Please pull out every line of the rows below that contains the word "green", and copy each one as it appears.
** start of DATA SECTION **
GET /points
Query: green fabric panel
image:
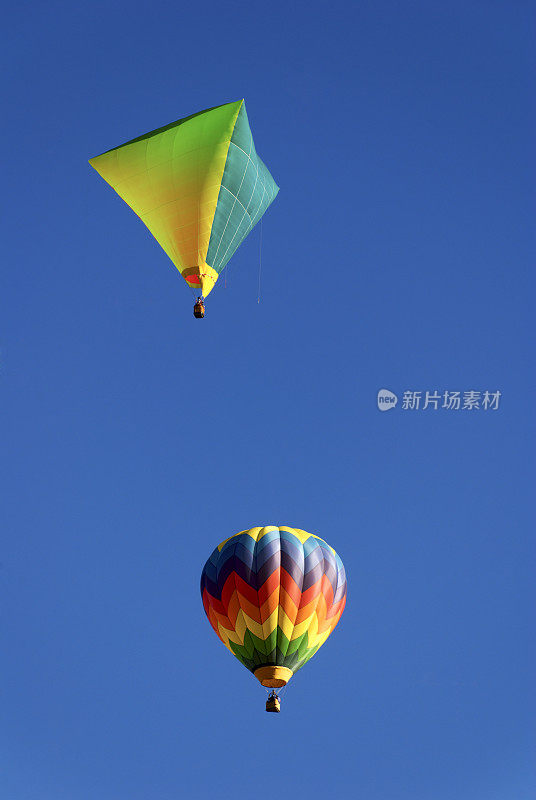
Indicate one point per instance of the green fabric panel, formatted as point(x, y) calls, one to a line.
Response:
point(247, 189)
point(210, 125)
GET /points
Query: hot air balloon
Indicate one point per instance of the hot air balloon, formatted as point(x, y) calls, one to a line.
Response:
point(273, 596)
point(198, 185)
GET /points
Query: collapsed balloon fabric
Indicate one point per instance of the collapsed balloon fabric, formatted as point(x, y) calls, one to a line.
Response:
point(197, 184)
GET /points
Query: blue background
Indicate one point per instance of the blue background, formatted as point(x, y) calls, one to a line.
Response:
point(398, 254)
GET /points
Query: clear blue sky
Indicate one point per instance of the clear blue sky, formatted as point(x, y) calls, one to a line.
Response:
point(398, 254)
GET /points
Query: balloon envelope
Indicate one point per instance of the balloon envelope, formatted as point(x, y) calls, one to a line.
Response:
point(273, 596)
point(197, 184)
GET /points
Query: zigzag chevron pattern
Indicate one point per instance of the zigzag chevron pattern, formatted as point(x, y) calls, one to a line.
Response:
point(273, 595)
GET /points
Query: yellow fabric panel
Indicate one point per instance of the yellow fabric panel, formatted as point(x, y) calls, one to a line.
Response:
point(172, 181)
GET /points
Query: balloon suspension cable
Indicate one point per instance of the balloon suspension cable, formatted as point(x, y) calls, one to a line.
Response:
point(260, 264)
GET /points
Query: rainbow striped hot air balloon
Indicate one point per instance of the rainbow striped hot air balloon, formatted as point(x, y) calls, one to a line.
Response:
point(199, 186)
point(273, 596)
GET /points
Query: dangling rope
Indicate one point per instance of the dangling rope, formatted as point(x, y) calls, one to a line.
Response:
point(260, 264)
** end of DATA SECTION **
** start of DATA SECTION **
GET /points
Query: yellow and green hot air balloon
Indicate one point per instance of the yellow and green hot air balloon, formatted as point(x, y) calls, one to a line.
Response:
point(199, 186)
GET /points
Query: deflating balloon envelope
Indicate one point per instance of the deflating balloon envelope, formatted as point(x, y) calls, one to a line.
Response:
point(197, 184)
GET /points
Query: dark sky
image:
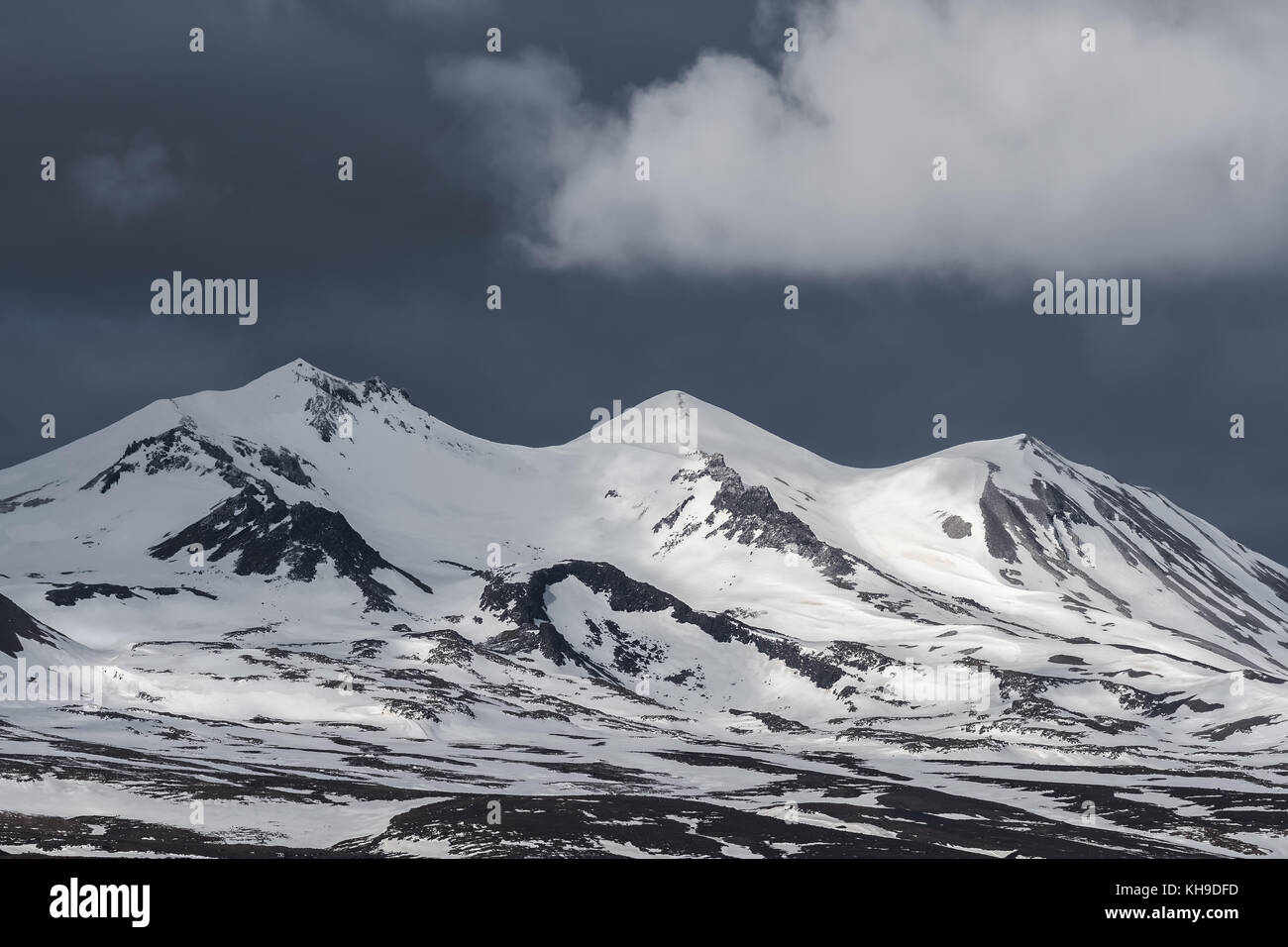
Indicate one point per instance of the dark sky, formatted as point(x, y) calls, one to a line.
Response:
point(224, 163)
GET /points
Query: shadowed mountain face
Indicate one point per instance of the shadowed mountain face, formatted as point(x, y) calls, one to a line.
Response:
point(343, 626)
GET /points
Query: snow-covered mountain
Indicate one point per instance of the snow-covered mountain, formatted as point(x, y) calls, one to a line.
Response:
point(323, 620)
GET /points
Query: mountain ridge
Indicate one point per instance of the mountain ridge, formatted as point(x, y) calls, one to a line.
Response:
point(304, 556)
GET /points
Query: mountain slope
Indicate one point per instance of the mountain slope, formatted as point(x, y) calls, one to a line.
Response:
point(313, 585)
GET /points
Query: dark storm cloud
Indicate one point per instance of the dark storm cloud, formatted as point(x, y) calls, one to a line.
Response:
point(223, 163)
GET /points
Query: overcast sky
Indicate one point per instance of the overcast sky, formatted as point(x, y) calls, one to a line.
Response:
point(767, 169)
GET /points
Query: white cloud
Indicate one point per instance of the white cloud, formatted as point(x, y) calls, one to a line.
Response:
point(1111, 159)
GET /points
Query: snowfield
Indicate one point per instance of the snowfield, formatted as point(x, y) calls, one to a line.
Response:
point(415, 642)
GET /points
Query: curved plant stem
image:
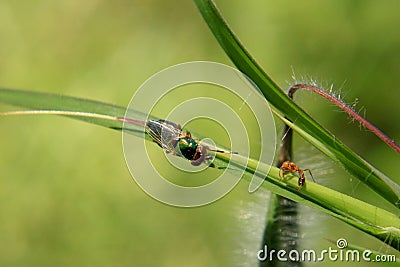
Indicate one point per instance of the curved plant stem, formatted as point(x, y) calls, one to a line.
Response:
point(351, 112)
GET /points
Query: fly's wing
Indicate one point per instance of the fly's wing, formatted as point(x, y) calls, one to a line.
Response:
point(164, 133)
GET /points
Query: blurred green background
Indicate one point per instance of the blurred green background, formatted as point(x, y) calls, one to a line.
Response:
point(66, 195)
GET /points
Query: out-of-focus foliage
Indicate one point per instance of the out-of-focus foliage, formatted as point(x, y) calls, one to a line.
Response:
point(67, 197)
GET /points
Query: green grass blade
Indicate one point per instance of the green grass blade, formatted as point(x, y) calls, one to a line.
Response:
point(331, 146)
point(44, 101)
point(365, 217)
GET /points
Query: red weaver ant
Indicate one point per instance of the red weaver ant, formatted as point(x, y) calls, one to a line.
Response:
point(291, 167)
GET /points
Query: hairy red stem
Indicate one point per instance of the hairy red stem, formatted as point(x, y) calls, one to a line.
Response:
** end of DATA SECTION **
** start of DATA SECTION **
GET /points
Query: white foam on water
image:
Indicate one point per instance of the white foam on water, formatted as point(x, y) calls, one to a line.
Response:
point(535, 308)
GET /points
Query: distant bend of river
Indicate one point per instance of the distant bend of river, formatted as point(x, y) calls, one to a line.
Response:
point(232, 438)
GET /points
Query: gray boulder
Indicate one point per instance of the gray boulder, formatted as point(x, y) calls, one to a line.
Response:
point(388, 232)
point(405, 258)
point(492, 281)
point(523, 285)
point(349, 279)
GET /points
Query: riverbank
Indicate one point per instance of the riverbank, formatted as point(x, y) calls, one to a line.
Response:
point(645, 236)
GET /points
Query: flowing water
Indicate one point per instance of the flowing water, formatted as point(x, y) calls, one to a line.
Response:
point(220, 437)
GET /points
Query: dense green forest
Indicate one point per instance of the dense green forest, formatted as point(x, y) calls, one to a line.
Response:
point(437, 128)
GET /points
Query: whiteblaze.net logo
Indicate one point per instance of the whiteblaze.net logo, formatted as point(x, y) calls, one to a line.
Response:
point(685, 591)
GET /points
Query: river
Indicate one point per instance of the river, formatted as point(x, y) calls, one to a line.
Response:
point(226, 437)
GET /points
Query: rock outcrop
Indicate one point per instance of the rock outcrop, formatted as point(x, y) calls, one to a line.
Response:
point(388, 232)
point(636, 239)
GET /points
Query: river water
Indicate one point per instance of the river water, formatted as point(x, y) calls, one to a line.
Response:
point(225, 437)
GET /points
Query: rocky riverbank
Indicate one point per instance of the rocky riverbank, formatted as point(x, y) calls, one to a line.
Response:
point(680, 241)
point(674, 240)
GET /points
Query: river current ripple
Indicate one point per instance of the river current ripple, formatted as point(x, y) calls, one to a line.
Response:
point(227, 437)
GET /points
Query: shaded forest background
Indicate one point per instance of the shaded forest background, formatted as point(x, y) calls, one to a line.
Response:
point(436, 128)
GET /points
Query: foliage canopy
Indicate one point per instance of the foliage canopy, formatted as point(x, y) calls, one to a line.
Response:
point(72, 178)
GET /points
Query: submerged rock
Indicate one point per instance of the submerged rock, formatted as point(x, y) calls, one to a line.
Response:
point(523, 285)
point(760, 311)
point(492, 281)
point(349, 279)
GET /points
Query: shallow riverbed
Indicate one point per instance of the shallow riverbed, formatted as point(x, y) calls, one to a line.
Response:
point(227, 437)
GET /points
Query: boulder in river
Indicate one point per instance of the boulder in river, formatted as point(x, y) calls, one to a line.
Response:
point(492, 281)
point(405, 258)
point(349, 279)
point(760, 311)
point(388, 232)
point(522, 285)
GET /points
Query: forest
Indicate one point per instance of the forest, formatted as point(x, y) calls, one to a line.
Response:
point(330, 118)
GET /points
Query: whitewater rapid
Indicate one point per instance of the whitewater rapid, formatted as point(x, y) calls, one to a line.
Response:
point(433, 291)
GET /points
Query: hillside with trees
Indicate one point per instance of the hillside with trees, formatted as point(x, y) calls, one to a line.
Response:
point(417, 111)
** end of DATA SECTION **
** EXERCISE OUTPUT **
Query: green fabric panel
Indicate one point per instance of the green fabric panel, formatted as point(x, y) calls, one to a line.
Query: yellow and green hot air balloon
Indicate one point per instance of the yellow and green hot air balloon, formatted as point(x, y) calls, one to a line.
Query: blurred green background
Indicate one point per instance of the blurred green background, formatted as point(x, y) calls, one to a line.
Query: green grass blade
Indicate one point per instance of the green grass blade, formatted as point(x, y) calls, one to a line.
Query: dense green forest
Indicate one point per instance of the dense green forest, formatted as point(x, y) calls, one to a line.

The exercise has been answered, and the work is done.